• **SOURCE PASSAGE**:
▽

The Chronic Lymphocytic Leukemia Research Consortium (CRC, http://cll.ucsd.edu
) is an NCI-funded program/project (P01CA081534) consisting of eight sites. Initially funded in 1999, the CRC coordinates and facilitates an integrated translational research program, with specific emphasis on basic and clinical research targeting the genetic, biochemical and immunologic bases of Chronic Lymphocytic Leukemia (CLL). A critical facility supporting the ability of the CRC to engage in such research is the use of shared data repositories, associated data collection instruments, and data mining and analysis tools. The CRC Integrated Information Management System (CIMS), is the data management system currently used by the consortium, incorporating: 1) multiple task-specific web portal interfaces supporting clinical trial, basic science and tissue bank data management; and 2) a set of shared data repositories. CIMS facilitates the collection and storage of numerous heterogeneous bio-molecular data sources generated by instrumentation and methodological approaches including: quantitative and qualitative immunophenotyping, multiple modalities of gene expression analysis, and Fluorescent In Situ Hybridization (FISH) analyses of cytogenetic abnormalities. CIMS was initially deployed for use by the CRC in 2000, and at the time of this submission, is being used to collect, manage and analyze data for well over 5000 patients involved in multiple clinical trial modalities, as well as hundreds of thousands of CLL-specific tissue samples. Despite the success of CIMS in satisfying the informatics requirements of the CRC over the past ten years, CRC participants have identified numerous usability and computational limitations of CIMS, including:
- A reliance upon proprietary software architectures and standards, thus limiting the extensibility of CIMS to other, analogous clinical and translational research programs, as well as the exchange of data with external systems that utilize modern electronic data interchange mechanisms;
- A loose-coupling of constituent data entry, management and query tools, which introduce significant complexity to the design and execution of data integration and analysis workflows that span multiple levels of granularity from bio-molecules to clinical phenotypes; and
- A complex human-computer interface model that requires significant end-user training and acculturation in order to ensure optimal system utilization and high quality data.

△

• **TO DO**: According to the CLL consortium text, in what year was CIMS first deployed for use by the CRC?

• **GIVEN ENTRIES**:
▽

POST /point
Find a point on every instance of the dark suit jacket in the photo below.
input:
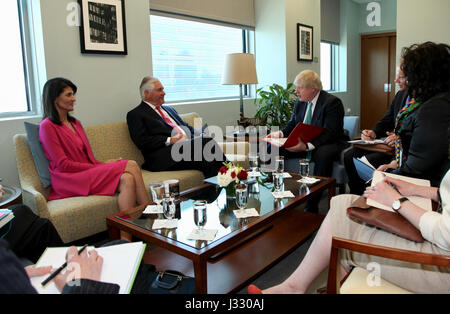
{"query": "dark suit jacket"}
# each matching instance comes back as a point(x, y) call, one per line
point(387, 123)
point(328, 113)
point(425, 140)
point(14, 279)
point(149, 133)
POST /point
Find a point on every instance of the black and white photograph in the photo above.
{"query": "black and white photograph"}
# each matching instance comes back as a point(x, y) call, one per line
point(304, 42)
point(102, 29)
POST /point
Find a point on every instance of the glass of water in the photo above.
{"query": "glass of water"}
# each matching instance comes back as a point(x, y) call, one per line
point(169, 206)
point(304, 167)
point(200, 216)
point(278, 181)
point(279, 164)
point(158, 192)
point(241, 195)
point(253, 160)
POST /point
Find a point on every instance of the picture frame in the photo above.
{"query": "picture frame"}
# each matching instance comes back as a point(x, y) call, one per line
point(304, 42)
point(103, 27)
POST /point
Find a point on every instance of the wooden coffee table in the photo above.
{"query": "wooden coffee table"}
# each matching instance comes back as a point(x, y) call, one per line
point(242, 248)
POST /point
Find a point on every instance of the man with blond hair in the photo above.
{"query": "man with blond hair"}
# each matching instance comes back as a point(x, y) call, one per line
point(316, 107)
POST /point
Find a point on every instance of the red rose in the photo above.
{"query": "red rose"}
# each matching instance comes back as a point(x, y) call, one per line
point(223, 170)
point(243, 175)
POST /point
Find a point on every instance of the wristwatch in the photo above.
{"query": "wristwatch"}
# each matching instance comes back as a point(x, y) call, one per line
point(398, 203)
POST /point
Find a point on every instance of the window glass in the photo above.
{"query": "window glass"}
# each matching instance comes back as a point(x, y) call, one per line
point(188, 57)
point(12, 75)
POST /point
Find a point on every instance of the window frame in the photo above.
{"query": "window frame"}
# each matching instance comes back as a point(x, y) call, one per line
point(29, 61)
point(334, 64)
point(248, 35)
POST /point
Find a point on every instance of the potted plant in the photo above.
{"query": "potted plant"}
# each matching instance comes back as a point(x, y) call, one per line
point(276, 104)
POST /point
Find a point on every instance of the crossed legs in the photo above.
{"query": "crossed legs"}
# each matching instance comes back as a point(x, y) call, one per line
point(131, 191)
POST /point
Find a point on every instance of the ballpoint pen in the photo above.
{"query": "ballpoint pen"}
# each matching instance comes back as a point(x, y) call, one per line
point(56, 272)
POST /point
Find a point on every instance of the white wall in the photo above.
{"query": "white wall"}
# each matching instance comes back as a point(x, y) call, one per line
point(419, 21)
point(107, 85)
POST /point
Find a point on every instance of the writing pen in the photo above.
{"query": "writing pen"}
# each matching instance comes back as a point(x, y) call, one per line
point(56, 272)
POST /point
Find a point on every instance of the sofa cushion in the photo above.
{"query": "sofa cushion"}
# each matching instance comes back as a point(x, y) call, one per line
point(40, 160)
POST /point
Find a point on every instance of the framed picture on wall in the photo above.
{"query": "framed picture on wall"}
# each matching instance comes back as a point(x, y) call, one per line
point(304, 42)
point(102, 28)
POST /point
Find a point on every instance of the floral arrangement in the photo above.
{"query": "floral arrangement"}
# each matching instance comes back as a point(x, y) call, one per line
point(229, 175)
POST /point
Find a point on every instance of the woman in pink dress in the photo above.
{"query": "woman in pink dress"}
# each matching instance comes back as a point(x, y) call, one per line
point(74, 170)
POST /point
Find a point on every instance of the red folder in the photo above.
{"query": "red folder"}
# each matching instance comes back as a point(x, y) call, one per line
point(306, 132)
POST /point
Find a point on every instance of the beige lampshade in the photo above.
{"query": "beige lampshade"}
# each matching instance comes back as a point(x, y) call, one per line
point(239, 68)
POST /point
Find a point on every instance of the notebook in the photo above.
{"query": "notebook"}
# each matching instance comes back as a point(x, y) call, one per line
point(306, 132)
point(422, 202)
point(364, 168)
point(120, 265)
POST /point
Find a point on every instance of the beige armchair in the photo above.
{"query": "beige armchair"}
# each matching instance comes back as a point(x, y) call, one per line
point(79, 217)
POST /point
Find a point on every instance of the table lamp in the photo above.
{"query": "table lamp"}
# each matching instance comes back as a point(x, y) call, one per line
point(239, 69)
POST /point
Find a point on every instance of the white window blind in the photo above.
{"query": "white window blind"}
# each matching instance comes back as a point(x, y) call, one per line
point(188, 57)
point(12, 75)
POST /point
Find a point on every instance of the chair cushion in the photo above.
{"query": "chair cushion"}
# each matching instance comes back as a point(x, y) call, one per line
point(40, 160)
point(356, 283)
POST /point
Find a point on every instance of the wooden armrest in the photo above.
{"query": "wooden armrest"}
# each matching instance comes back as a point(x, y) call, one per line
point(337, 244)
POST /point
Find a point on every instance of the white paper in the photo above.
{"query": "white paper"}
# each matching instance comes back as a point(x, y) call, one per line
point(254, 174)
point(202, 234)
point(422, 202)
point(246, 213)
point(363, 142)
point(120, 263)
point(283, 194)
point(308, 180)
point(165, 224)
point(153, 209)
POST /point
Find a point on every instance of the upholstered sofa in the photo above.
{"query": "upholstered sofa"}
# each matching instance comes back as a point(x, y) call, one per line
point(79, 217)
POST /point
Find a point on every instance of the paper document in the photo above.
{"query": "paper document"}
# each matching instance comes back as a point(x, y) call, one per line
point(364, 168)
point(120, 265)
point(422, 202)
point(363, 142)
point(246, 213)
point(306, 132)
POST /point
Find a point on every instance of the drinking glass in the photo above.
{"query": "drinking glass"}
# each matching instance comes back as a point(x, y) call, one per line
point(158, 192)
point(200, 216)
point(279, 164)
point(253, 160)
point(304, 167)
point(169, 207)
point(278, 181)
point(241, 195)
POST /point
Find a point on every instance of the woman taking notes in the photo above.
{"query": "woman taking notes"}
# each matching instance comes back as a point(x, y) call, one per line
point(74, 170)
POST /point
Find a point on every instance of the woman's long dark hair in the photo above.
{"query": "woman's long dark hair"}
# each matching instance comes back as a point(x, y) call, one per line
point(427, 68)
point(52, 89)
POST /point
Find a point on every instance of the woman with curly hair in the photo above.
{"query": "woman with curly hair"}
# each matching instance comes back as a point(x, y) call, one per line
point(422, 126)
point(424, 134)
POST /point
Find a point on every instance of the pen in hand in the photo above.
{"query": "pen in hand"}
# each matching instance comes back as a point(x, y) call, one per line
point(56, 272)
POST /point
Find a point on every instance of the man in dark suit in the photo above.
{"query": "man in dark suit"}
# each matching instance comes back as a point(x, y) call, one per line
point(165, 140)
point(384, 127)
point(319, 108)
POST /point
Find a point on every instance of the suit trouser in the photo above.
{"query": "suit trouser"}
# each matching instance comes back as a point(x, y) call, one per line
point(204, 155)
point(29, 234)
point(356, 184)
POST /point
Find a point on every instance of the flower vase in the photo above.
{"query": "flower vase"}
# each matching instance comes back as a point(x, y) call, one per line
point(230, 190)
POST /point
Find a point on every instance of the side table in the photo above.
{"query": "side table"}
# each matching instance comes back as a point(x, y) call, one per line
point(11, 195)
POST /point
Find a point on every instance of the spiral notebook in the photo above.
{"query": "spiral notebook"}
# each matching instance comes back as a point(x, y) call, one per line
point(120, 265)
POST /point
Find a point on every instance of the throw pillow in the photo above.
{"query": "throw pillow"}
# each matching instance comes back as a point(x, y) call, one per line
point(40, 161)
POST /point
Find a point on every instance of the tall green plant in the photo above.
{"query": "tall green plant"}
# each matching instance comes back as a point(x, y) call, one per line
point(276, 104)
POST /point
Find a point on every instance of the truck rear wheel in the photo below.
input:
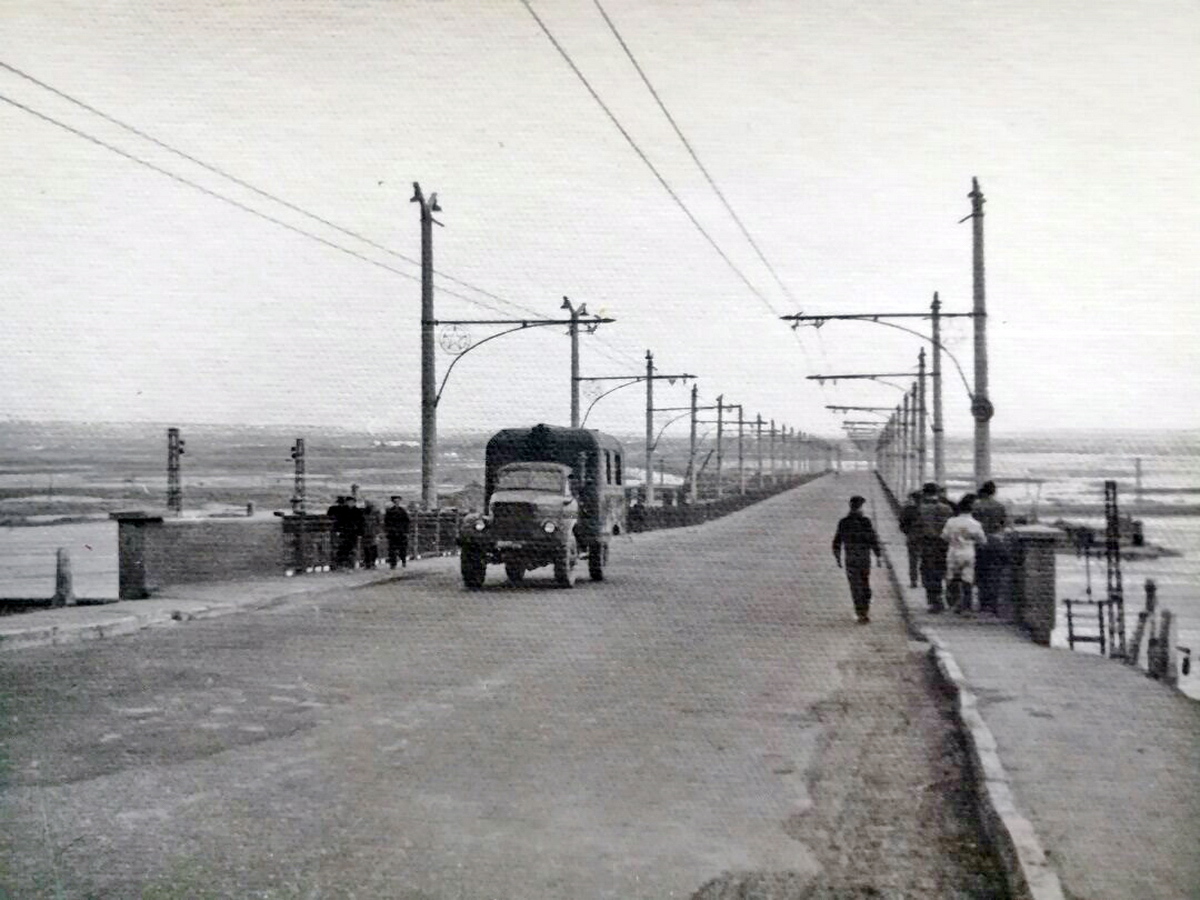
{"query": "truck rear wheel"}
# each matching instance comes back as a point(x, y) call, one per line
point(474, 568)
point(564, 565)
point(598, 557)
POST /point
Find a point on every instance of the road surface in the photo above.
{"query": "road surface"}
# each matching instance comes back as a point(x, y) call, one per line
point(707, 723)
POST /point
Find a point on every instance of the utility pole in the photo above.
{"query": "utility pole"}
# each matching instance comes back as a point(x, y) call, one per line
point(757, 447)
point(720, 448)
point(691, 451)
point(921, 419)
point(772, 453)
point(937, 429)
point(299, 493)
point(574, 329)
point(742, 461)
point(649, 429)
point(429, 375)
point(981, 407)
point(174, 473)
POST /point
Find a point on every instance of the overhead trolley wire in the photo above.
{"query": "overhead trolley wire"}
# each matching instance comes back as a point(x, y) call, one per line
point(643, 157)
point(261, 192)
point(232, 202)
point(691, 151)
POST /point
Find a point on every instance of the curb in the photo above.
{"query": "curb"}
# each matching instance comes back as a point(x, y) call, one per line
point(1029, 873)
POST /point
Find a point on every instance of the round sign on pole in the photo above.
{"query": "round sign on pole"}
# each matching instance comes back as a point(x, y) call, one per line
point(455, 340)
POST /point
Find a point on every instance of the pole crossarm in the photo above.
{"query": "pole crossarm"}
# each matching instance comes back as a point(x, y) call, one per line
point(517, 325)
point(819, 321)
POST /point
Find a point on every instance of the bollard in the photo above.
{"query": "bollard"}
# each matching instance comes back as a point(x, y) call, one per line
point(64, 585)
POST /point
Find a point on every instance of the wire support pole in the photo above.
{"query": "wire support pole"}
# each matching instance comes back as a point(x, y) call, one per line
point(981, 406)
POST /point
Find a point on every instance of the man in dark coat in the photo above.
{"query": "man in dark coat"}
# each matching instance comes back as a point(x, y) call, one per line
point(857, 535)
point(910, 525)
point(395, 525)
point(933, 513)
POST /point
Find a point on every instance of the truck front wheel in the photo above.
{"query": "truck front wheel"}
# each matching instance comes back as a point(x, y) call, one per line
point(474, 568)
point(598, 557)
point(564, 565)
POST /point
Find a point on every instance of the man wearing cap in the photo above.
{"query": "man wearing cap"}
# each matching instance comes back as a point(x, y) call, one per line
point(933, 513)
point(395, 526)
point(857, 535)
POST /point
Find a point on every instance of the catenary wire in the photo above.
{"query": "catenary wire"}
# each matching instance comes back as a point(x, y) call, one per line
point(240, 205)
point(259, 191)
point(645, 159)
point(691, 151)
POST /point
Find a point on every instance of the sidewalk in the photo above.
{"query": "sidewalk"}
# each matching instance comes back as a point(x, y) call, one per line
point(1089, 771)
point(185, 603)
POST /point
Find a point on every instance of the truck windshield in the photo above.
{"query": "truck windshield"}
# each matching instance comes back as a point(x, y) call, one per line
point(529, 480)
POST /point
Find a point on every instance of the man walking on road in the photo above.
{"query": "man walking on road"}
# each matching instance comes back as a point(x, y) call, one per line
point(933, 514)
point(910, 526)
point(961, 534)
point(990, 557)
point(395, 525)
point(857, 535)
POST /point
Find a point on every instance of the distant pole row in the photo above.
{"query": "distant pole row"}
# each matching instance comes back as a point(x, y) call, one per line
point(901, 427)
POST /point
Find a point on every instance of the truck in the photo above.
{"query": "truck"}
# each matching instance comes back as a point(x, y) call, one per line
point(552, 496)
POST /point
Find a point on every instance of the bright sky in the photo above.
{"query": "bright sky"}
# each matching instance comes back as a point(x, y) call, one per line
point(844, 136)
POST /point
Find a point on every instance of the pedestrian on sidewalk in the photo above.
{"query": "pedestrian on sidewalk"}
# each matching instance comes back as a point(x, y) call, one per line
point(910, 526)
point(395, 525)
point(372, 523)
point(963, 533)
point(933, 513)
point(993, 556)
point(857, 535)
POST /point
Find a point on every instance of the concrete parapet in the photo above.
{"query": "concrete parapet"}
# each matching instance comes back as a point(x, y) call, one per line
point(155, 552)
point(1032, 586)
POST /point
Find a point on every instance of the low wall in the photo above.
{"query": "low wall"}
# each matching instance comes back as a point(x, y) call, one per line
point(155, 552)
point(681, 515)
point(1029, 592)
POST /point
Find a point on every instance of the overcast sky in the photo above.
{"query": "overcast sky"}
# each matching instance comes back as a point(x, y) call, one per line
point(844, 135)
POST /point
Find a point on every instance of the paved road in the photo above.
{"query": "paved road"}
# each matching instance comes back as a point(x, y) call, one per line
point(708, 720)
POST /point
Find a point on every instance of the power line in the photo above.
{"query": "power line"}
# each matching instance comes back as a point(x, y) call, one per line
point(259, 191)
point(643, 157)
point(691, 151)
point(232, 202)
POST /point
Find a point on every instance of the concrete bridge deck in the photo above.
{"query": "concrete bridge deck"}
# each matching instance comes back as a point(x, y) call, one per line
point(706, 721)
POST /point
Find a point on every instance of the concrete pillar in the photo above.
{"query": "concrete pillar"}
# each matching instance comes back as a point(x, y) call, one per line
point(1033, 593)
point(131, 541)
point(64, 585)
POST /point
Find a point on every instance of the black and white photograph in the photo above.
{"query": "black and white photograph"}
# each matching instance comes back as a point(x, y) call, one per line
point(599, 449)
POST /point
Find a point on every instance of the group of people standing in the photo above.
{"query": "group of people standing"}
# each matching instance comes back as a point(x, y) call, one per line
point(357, 531)
point(952, 549)
point(955, 547)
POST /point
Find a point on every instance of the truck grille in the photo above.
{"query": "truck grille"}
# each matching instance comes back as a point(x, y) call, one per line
point(514, 521)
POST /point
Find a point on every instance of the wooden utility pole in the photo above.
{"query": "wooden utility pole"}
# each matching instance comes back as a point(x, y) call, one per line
point(691, 453)
point(922, 467)
point(720, 443)
point(981, 407)
point(429, 373)
point(936, 375)
point(649, 429)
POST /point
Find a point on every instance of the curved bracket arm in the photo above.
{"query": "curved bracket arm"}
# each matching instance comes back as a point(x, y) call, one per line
point(670, 421)
point(522, 327)
point(636, 379)
point(939, 345)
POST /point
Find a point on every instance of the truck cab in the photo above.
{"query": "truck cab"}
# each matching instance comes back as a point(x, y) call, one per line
point(552, 496)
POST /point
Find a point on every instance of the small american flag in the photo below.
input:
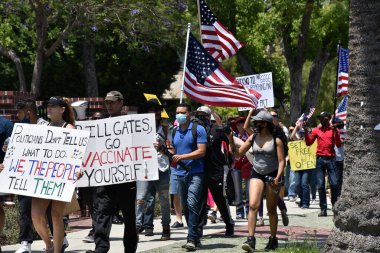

△

• **RESULT BELOW**: 2000